Instrução escrita: Segundo o texto sobre o fascismo, por que os argumentos políticos contra o “outro” são toscos, confusos e contraditórios? Explique em uma a três frases, com a razão que o próprio texto dá.

Texto fornecido:
-------
Em segundo lugar, exatamente pelo fato do “outro” ser tão heterogêneo, os argumentos políticos contra ele, que procuram desqualificá-lo e criminalizá-lo, são sempre toscos, confusos e contraditórios, primários, quase infantis. Por isso, a racionalidade e a coerência não são o forte do fascismo; o que o leva a mobilizar seus potenciais adeptos (o fascismo é fortemente mobilizador!) apelando para o senso comum e sentimentos/emoções irracionais – que não são passíveis de serem entendidos nem explicados minimamente de forma lógica. Essa característica se expressa, de forma inequívoca, no líder fascista – que encarna toda a irracionalidade dessa ideologia regressiva.
Por fim, o fascismo, por definição, é autoritário e antidemocrático pela própria natureza: não admite a presença e a participação do “outro”, podendo, no limite, fazer uso de violência paramilitar. Tem como um dos seus principais aliados os sentimentos de “raiva”, “medo” e “insegurança”: raiva dos que decaíram socialmente e medo e insegurança dos que ainda não desceram na escala social, mas se sentem ameaçados (de fato ou subjetivamente). E, para coroar, apresenta soluções simplórias (e perigosas) para problemas complexos, soluções compatíveis com o senso comum e a diminuta capacidade intelectual de seus militantes e potenciais apoiadores, movidos fundamentalmente por emoções negativas (rancor, ódio e inveja). Exemplo: propor que a população adquira armas, como resposta à insegurança e criminalidade.
No Brasil, na atual conjuntura, o fascismo, além de apresentar as características listadas acima, se constitui também de uma mistura bizarra de moralismo (no âmbito do comportamento, dos costumes e da cultura), fundamentalismo mágico-religioso reacionário (difundido principalmente, mas não apenas, por variadas denominações evangélicas), ideologia da meritocracia e do empreendedorismo (avessa às políticas sociais, aos impostos e a tudo que é público), negação dos direitos humanos e apelo à violência e às formas mais extremadas de repressão policial (justificadas pela necessidade de segurança), e exaltação do individualismo, da competição e do mercado como valores maiores da vida social. É o fascismo brasileiro da era neoliberal, com fortes vínculos religiosos, abertamente pró-capital e que tem apoio e expressão importante no âmbito das instituições do Poder Judiciário e do Ministério Público – que vem contribuindo, juntamente com a “direita moderna neoliberal”, para legitimar a construção de um Estado de exceção no país, cuja ponta de lança, operacional e simbólica, é a Operação Lava-Jato.
Essa estranha mistura ideológica amplia, para além dos “perdedores”, os segmentos sociais potencialmente sensíveis ao fascismo; em especial atinge parte daqueles que conseguiram ascender socialmente (tiveram sucesso) na Era Lula (regredindo ou não posteriormente), mas que acreditam que isso ocorreu exclusivamente por esforço individual e mérito próprio, sem qualquer vínculo com políticas públicas, e cuja sociabilidade se dá fundamentalmente através da religião – e não, ou muito secundariamente, através do trabalho.
-------
Seção de dados:

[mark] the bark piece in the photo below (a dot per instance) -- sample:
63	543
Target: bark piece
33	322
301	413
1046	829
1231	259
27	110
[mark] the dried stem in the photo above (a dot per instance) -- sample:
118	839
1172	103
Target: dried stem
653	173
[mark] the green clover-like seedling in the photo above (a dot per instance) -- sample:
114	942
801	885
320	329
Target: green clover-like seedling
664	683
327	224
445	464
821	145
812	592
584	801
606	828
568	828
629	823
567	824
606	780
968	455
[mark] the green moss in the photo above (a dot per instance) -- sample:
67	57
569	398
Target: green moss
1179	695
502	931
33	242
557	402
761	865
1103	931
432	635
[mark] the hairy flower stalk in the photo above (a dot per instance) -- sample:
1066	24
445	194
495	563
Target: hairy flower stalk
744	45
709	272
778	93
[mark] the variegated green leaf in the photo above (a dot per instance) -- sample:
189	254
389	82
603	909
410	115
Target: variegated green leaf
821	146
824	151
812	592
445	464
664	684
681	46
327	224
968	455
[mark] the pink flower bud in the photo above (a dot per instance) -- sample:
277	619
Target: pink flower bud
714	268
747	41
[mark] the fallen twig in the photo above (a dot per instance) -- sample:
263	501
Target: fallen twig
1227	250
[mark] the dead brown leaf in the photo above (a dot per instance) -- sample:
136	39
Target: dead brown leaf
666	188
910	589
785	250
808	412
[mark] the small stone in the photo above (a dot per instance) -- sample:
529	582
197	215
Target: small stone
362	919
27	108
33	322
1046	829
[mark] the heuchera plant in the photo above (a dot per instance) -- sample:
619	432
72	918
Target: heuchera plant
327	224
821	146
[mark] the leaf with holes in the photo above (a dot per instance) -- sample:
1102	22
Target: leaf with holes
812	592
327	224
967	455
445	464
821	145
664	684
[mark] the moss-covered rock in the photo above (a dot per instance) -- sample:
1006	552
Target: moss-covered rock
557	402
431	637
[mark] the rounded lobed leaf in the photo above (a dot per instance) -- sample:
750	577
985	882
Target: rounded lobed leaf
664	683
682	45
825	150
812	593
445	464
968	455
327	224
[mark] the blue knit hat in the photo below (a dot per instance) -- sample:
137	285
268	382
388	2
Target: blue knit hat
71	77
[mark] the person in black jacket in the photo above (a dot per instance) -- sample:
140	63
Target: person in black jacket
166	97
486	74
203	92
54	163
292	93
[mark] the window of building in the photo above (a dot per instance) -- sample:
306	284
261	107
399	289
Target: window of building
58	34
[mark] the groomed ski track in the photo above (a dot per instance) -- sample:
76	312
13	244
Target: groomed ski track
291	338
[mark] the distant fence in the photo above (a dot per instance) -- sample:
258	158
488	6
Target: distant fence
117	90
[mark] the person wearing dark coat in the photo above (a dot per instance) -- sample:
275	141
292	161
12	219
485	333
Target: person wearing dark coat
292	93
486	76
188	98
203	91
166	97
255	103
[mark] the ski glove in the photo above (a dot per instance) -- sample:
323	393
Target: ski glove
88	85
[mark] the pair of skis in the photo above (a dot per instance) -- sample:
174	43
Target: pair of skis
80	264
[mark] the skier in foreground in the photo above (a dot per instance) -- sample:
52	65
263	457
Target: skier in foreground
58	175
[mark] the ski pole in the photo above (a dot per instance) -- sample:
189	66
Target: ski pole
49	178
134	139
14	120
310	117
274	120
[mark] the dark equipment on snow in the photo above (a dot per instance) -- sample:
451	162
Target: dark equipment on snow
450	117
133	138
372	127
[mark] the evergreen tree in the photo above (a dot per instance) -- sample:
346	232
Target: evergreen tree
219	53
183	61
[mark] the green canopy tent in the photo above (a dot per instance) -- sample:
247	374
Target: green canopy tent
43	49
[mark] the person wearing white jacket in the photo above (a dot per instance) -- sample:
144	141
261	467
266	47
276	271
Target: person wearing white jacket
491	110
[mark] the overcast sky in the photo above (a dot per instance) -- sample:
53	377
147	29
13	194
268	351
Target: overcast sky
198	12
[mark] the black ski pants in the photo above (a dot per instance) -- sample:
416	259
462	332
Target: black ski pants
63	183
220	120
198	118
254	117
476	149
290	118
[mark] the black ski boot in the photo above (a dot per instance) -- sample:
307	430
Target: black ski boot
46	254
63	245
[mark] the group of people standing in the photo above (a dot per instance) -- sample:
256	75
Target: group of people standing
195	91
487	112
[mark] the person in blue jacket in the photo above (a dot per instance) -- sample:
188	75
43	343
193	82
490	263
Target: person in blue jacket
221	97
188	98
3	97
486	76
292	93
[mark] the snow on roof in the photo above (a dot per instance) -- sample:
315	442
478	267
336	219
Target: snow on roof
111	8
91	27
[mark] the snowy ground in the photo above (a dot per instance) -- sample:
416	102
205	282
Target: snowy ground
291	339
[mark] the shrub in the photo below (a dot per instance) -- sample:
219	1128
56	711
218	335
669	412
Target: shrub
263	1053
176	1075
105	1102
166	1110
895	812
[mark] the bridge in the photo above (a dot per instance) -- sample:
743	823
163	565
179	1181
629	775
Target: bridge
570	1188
-------
Resposta escrita: Porque o “outro” é muito heterogêneo. Por isso, os argumentos que tentam desqualificá-lo e criminalizá-lo são sempre toscos, confusos, contraditórios, primários e quase infantis.